→ Task directions:
Set down a faithful copy of every record below, with no images.
========================================================================
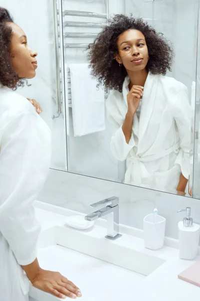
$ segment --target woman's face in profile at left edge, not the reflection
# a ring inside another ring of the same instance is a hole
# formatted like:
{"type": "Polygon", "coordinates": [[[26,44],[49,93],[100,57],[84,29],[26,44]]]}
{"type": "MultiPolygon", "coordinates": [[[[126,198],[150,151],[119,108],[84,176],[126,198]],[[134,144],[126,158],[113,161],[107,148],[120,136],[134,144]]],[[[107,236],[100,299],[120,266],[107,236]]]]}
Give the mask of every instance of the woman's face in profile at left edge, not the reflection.
{"type": "Polygon", "coordinates": [[[26,35],[18,25],[9,22],[8,26],[12,29],[10,54],[14,71],[19,78],[33,78],[37,53],[28,47],[26,35]]]}

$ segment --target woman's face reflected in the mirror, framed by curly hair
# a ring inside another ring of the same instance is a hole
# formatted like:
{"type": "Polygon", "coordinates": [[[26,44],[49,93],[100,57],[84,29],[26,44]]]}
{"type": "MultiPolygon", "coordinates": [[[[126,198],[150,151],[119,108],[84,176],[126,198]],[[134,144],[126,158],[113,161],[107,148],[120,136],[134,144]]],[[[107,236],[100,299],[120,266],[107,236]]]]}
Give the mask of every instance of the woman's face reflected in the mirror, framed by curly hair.
{"type": "Polygon", "coordinates": [[[118,54],[115,59],[122,63],[128,71],[138,71],[146,67],[148,49],[143,34],[135,29],[129,29],[118,36],[118,54]]]}

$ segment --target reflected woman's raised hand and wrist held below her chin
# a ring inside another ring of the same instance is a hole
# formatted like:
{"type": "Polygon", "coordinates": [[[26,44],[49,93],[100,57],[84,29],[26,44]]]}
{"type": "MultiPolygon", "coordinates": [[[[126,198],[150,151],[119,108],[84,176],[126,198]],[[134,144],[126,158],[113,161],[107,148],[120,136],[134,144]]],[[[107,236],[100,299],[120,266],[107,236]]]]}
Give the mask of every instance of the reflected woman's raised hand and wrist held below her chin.
{"type": "Polygon", "coordinates": [[[133,85],[127,94],[127,114],[133,116],[139,106],[140,97],[143,95],[143,87],[133,85]]]}

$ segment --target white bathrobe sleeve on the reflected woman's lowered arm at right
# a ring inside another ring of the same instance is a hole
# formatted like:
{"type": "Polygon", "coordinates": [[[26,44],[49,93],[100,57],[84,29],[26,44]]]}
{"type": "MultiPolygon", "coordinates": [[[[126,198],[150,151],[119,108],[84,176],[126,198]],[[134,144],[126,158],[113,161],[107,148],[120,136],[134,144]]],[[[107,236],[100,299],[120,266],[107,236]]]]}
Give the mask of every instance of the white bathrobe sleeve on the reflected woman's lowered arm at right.
{"type": "Polygon", "coordinates": [[[181,85],[179,89],[172,113],[177,125],[180,141],[180,150],[175,164],[180,167],[182,175],[188,179],[189,153],[192,149],[192,113],[191,106],[188,101],[188,91],[184,85],[181,85]]]}

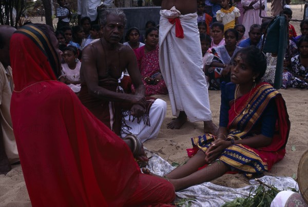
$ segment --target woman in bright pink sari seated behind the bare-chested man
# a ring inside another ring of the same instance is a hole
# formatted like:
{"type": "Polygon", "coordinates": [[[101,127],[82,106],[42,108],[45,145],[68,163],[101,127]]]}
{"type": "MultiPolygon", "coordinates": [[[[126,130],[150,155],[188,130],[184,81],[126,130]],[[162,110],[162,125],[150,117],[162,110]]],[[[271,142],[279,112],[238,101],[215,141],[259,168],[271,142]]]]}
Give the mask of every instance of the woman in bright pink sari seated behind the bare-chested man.
{"type": "MultiPolygon", "coordinates": [[[[167,86],[160,72],[158,60],[158,29],[149,28],[145,33],[145,46],[135,50],[137,63],[145,85],[145,95],[167,94],[167,86]]],[[[134,92],[133,85],[131,91],[134,92]]]]}

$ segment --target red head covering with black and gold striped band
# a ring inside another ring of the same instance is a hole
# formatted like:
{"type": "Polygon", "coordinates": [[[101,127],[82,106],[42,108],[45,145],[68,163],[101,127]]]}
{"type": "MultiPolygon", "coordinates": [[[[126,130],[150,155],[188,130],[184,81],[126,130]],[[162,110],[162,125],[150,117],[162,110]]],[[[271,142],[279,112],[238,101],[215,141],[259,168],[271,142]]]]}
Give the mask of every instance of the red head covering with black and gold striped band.
{"type": "Polygon", "coordinates": [[[33,24],[14,32],[10,41],[14,91],[21,91],[35,82],[57,79],[60,59],[46,33],[33,24]]]}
========================================================================
→ Response to the exercise:
$ segment --target woman's face in profile at left edge, not the reflection
# a ring inside another ring of the same instance is a hole
# formatted like:
{"type": "Polygon", "coordinates": [[[26,44],[49,93],[100,57],[84,29],[26,44]]]}
{"type": "MultiPolygon", "coordinates": [[[[126,198],[150,151],[119,108],[84,176],[126,198]],[[134,144],[126,158],[113,161],[107,148],[120,136],[134,144]]],[[[107,236],[100,299],[120,266],[107,236]]]]}
Give the mask of every instance of the woman's face in profile at left edge, not the reflection.
{"type": "Polygon", "coordinates": [[[26,35],[18,25],[9,22],[8,26],[12,29],[10,54],[14,71],[19,78],[33,78],[37,53],[28,47],[26,35]]]}

$ segment --target woman's face reflected in the mirror, framed by curly hair
# a ring inside another ring of the same instance is a hole
# formatted like:
{"type": "Polygon", "coordinates": [[[26,44],[49,93],[100,57],[84,29],[26,44]]]}
{"type": "MultiPolygon", "coordinates": [[[[126,198],[150,151],[119,108],[84,176],[126,198]],[[134,144],[126,158],[113,161],[107,148],[120,136],[134,144]]],[[[107,236],[100,299],[120,266],[107,236]]]]}
Give the mask of every instance of the woman's face reflected in the mirror, framed by curly hair.
{"type": "Polygon", "coordinates": [[[118,54],[115,59],[122,63],[128,71],[138,71],[146,67],[148,49],[143,34],[135,29],[129,29],[118,36],[118,54]]]}

$ segment --target reflected woman's raised hand and wrist held below her chin
# a ring inside another ring of the same instance is a hole
# formatted like:
{"type": "Polygon", "coordinates": [[[26,44],[49,93],[100,57],[84,29],[26,44]]]}
{"type": "MultiPolygon", "coordinates": [[[[126,198],[150,151],[119,108],[84,176],[126,198]],[[134,144],[126,158],[113,161],[107,148],[120,136],[134,144]]],[[[107,236],[100,299],[120,266],[107,236]]]]}
Give the mask of every instance of the reflected woman's raised hand and wrist held below her chin.
{"type": "Polygon", "coordinates": [[[133,85],[127,94],[127,114],[133,116],[139,106],[140,97],[143,95],[143,87],[133,85]]]}

$ segment --target white bathrobe sleeve on the reflected woman's lowered arm at right
# a ring inside another ring of the same instance is a hole
# formatted like:
{"type": "Polygon", "coordinates": [[[26,44],[49,93],[100,57],[84,29],[26,44]]]}
{"type": "MultiPolygon", "coordinates": [[[[126,198],[150,151],[119,108],[84,176],[126,198]],[[134,144],[126,158],[113,161],[107,148],[120,136],[134,144]]],[[[107,236],[100,299],[120,266],[107,236]]]]}
Give the mask of every instance of the white bathrobe sleeve on the reflected woman's lowered arm at right.
{"type": "Polygon", "coordinates": [[[181,85],[179,89],[172,113],[177,125],[180,141],[180,150],[175,164],[180,167],[182,175],[188,179],[189,153],[192,149],[192,113],[191,106],[188,101],[188,91],[184,85],[181,85]]]}

$ segment --target woman in bright pink sari seated behind the bare-chested man
# a ring inside another ring of the same instance is a hole
# formatted like:
{"type": "Polygon", "coordinates": [[[101,127],[82,106],[42,108],[45,145],[68,163],[101,127]]]}
{"type": "MultiPolygon", "coordinates": [[[[126,130],[150,155],[188,130],[184,81],[126,130]],[[162,110],[162,125],[150,117],[162,110]]],[[[271,142],[279,112],[238,101],[215,141],[259,168],[271,142]]]]}
Give the mask of every instance of the woman in bright pink sari seated behind the bare-chested man.
{"type": "MultiPolygon", "coordinates": [[[[167,86],[160,72],[158,60],[158,29],[149,28],[145,33],[145,46],[135,50],[137,63],[145,85],[145,95],[167,94],[167,86]]],[[[134,92],[133,85],[131,91],[134,92]]]]}

$ segment --target red head covering with black and gold striped band
# a ring inside another ring of the same instance is a hole
# formatted like:
{"type": "Polygon", "coordinates": [[[101,127],[82,106],[42,108],[45,145],[68,163],[101,127]]]}
{"type": "MultiPolygon", "coordinates": [[[[126,130],[150,155],[188,130],[184,81],[126,130]],[[162,110],[162,125],[150,117],[162,110]]],[[[271,142],[279,112],[238,101],[215,141],[259,168],[271,142]]]]}
Give the mask of every instance of the red head covering with black and gold striped band.
{"type": "Polygon", "coordinates": [[[33,24],[14,32],[10,41],[14,91],[21,91],[35,82],[57,79],[60,59],[46,33],[33,24]]]}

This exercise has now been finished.